Exercise directions
Continue the R and RStudio installation guide from its last sentence, before moving on to the data.

Selected text
************

Contents

1 Easy installation

1.1 Windows

NOTE: See Windows installation instructions for more detail.

It may be necessary to do the following steps with an “Administrator” account.

To install R, visit the Windows base distribution page. Click on the Download R-3.3.2 for Windows link. Click on the installer and make the default selection for each option.

To install RStudio, visit the RStudio download page. Click on the RStudio 1.0.136 - Windows Vista/7/8/10 link. Click on the installer and follow default instructions.

Be sure to switch back to your regular account before starting to use the software that you have just installed.

1.2 Mac

NOTE: See R for Mac OS X for more detail.

To install R, visit the R for Mac OS X. Click on the the R-3.3.2.pkg link. Click on the installer and follow default instructions.

To install RStudio, visit the RStudio download page. Click on the RStudio 1.0.136 - Mac OS X 10.6+ (64-bit) link. Click on the installer and follow default instructions.

1.3 Linux

NOTE: See distribution-specific instructions for additional detail.

On debian-based systems, the easiest way to install R is through a package manager manager, run under an administrator account. On Linux one usually needs to install R packages from source, and R package source often contains C, C++, or Fortran code requiring a compiler and -dev versions of various system libraries. It is therefore convenient to install the -dev version of R.

************

Stored records
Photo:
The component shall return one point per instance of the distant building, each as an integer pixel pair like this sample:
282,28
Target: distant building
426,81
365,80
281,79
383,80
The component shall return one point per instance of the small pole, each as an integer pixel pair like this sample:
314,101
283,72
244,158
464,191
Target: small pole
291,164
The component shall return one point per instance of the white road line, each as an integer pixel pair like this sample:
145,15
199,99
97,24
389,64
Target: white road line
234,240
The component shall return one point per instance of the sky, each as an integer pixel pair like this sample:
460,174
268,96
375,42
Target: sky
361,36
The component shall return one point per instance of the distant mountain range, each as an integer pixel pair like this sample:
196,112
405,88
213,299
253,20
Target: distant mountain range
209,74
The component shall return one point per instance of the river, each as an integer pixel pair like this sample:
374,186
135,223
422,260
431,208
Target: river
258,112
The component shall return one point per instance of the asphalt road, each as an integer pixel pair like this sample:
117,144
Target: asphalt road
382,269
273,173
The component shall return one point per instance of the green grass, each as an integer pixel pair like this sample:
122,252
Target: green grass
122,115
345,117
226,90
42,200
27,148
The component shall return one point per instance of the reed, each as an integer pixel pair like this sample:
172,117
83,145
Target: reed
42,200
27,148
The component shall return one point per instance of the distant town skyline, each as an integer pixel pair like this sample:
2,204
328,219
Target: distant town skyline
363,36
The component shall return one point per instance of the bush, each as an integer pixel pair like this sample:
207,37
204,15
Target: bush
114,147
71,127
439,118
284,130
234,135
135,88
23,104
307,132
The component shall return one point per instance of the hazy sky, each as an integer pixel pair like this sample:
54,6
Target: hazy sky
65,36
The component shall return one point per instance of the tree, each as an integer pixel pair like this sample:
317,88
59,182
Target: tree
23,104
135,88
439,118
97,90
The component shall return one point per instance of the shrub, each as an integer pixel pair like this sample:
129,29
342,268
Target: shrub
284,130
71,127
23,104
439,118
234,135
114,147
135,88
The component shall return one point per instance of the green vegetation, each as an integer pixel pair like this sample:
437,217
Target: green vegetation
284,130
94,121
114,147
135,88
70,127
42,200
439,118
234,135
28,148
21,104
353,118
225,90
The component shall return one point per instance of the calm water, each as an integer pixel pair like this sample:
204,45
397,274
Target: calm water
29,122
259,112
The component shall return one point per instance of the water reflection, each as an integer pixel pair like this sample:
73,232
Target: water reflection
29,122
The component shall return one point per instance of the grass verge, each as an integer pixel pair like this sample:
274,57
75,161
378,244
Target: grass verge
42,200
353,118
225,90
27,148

************

Expected answer
sudo apt-get install r-base r-base-dev

When installing source packages, it may be necessary to have access to the -dev version of various system libraries. Many of these are installed as dependencies of r-base-dev; other common examples include the xml and curl libraries

sudo apt-get install libxml2-dev
sudo apt-get install libcurl-dev

Note in particular the use specification of libraries (the lib prefix) and the use of the -dev version.

To install RStudio, visit the RStudio download page. Download the appropriate archive by clicking on the RStudio 1.0.136 - link for your OS. On Ubuntu, install the .deb installer with

sudo dpkg -i rstudio-1.0.136-amd64.deb

2 Advanced Installation (NOT required for this course)

Advanced installation is required to (a) install custom packages that (b) have their own C, C++, or Fortran code. In all other cases, the easy installation is sufficient.

2.1 Windows (NOT required for this course)

Advanced installation requires Rtools34.exe, available the Rtools web site. Download and click on the installer. Answer all installer questions with default values. The two most tricky parts are:

  1. Be sure to install the Rtools softare in a directory path that does not include spaces.
  2. Be sure that the system enironment variable PATH contains the path to the Rtools bin directory.

2.2 Mac (NOT required for this course)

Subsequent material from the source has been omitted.